==== QUOTED PASSAGE

Most famously, a turkey hunter was attacked and bitten by a pair of coyotes in Clifton Park in 2001. It was determined, however, that the coyotes probably assumed the hunter was in fact a turkey -- he was camouflaged and using a turkey call.

Grieving pet owners also regularly blame their missing pets on coyotes. Keys said other predators are sometimes to blame: Fishers, large members of the weasel family, are known to snag the occasional kitty.

Eastern coyotes are relatively new to the state, having migrated from Canada 70 or 80 years ago. They've become firmly established since the 1970s, according to the DEC.

Coyotes are New York's biggest predator, weighing up to 50 pounds. Black bears are bigger, of course, but aren't considered true predators because so much of their diet is not meat.

Research in California has determined there is a pretty clear progression of behavior when coyotes get near people. The coyotes begin to lose their natural fear of humans after they find food associated with people: garbage, pet food and pets themselves.

========

# REQUIRED WORK:
a. Decide whether each statement agrees with the coyote passage, answering yes or no and quoting the words that decide it: (i) The hunter in Clifton Park was attacked by two coyotes. (ii) Eastern coyotes came to the state from Canada about 150 years ago. (iii) Black bears count as true predators.
b. Transcribe the coyote passage word for word, starting at "Grieving pet owners" and ending at "is not meat.".

==== DATA LINES

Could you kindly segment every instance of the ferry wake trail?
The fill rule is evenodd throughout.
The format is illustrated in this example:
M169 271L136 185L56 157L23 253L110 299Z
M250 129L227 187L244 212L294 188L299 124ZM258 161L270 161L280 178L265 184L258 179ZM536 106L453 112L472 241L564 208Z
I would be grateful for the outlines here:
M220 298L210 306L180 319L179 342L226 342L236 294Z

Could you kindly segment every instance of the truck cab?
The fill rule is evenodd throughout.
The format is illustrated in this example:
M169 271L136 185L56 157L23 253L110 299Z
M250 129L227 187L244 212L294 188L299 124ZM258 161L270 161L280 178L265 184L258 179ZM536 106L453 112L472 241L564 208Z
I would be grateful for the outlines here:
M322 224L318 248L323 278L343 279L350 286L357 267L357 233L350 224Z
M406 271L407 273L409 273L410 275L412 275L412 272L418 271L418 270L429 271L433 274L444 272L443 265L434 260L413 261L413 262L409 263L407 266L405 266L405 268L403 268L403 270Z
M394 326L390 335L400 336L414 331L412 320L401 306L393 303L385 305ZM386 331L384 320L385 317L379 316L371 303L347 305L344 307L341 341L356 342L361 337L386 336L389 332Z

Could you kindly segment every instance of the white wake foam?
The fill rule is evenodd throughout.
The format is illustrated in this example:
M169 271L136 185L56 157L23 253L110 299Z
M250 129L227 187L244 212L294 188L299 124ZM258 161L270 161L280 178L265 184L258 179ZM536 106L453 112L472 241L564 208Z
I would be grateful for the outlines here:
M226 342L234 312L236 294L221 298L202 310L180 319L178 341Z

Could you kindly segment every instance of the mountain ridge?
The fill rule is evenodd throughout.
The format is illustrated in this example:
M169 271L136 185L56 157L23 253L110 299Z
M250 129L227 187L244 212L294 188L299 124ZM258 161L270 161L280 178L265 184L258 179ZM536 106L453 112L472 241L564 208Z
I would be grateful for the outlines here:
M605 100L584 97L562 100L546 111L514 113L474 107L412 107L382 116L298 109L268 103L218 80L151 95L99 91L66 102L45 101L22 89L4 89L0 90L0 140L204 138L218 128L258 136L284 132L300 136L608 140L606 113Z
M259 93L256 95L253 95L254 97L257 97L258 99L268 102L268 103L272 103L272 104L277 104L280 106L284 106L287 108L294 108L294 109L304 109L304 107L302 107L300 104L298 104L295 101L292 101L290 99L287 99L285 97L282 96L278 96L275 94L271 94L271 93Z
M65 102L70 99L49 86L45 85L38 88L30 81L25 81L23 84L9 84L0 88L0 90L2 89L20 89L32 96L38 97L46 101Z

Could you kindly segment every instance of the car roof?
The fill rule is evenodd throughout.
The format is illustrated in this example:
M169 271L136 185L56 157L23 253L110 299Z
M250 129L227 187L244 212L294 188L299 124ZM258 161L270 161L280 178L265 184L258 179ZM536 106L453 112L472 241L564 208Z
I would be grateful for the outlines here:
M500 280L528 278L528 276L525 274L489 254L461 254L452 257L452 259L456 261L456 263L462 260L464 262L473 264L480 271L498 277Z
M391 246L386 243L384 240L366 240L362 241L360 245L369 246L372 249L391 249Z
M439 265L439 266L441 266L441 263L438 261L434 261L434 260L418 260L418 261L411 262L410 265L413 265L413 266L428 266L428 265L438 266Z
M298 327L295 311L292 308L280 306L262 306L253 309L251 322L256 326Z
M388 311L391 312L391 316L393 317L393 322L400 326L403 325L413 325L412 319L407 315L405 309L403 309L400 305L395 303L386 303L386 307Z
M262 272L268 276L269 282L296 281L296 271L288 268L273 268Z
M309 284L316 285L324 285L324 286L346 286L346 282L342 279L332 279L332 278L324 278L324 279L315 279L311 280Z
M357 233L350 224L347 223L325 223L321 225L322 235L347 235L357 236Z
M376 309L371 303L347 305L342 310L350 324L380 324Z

========

# EXPECTED RESULTS:
a.
(i) Yes: "a turkey hunter was attacked and bitten by a pair of coyotes in Clifton Park in 2001."
(ii) No: "having migrated from Canada 70 or 80 years ago."
(iii) No: "aren't considered true predators because so much of their diet is not meat."

b.
Grieving pet owners also regularly blame their missing pets on coyotes. Keys said other predators are sometimes to blame: Fishers, large members of the weasel family, are known to snag the occasional kitty.

Eastern coyotes are relatively new to the state, having migrated from Canada 70 or 80 years ago. They've become firmly established since the 1970s, according to the DEC.

Coyotes are New York's biggest predator, weighing up to 50 pounds. Black bears are bigger, of course, but aren't considered true predators because so much of their diet is not meat.